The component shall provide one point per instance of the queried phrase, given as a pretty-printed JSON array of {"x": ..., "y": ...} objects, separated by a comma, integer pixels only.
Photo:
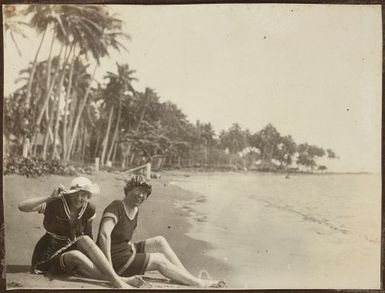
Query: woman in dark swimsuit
[
  {"x": 117, "y": 226},
  {"x": 67, "y": 247}
]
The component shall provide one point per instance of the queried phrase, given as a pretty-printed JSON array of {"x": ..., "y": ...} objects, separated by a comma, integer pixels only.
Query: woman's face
[
  {"x": 79, "y": 198},
  {"x": 136, "y": 196}
]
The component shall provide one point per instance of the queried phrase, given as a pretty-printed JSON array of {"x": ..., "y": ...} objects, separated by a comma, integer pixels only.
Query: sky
[{"x": 313, "y": 71}]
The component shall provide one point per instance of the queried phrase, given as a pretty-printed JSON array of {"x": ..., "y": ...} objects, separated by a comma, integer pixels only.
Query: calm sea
[{"x": 306, "y": 231}]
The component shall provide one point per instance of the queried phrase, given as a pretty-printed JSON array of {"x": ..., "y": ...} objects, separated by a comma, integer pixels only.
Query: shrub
[{"x": 35, "y": 167}]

##########

Print each line of the material above exactly, with the pictures removed from your copy.

• _Reply_:
The component shall provide one point per instance of the queried phrase, given as a pretty-printed JSON array of {"x": ..., "y": ...} objects, separated by a comma, integer pixels only.
Photo:
Query: woman in dark swimsuit
[
  {"x": 117, "y": 226},
  {"x": 67, "y": 247}
]
The component shall provide one point per instance of the queried phrase, given as a pretty-printed JSON array of {"x": ..., "y": ...} objects, separated by a comma, integer pixels only.
Query: woman's face
[
  {"x": 79, "y": 198},
  {"x": 136, "y": 196}
]
The component shall provide one point per instance of the queried phrase, given as a pretty-printed JSON array of {"x": ..., "y": ...} objects, separated by a comma, integer pixels only.
Query: sky
[{"x": 313, "y": 71}]
The component shall provide one point per instance of the queried phrase, given as a pretty-printed JSON array of {"x": ..., "y": ...} objects, separated by a comma, integer pixels only.
Query: calm sea
[{"x": 306, "y": 231}]
The component shall provide one point per instance of the queried phrase, given as a pretty-printed JSON array of {"x": ..., "y": ...} objects, separated by a comma, integer pixels only.
Query: shrub
[{"x": 35, "y": 167}]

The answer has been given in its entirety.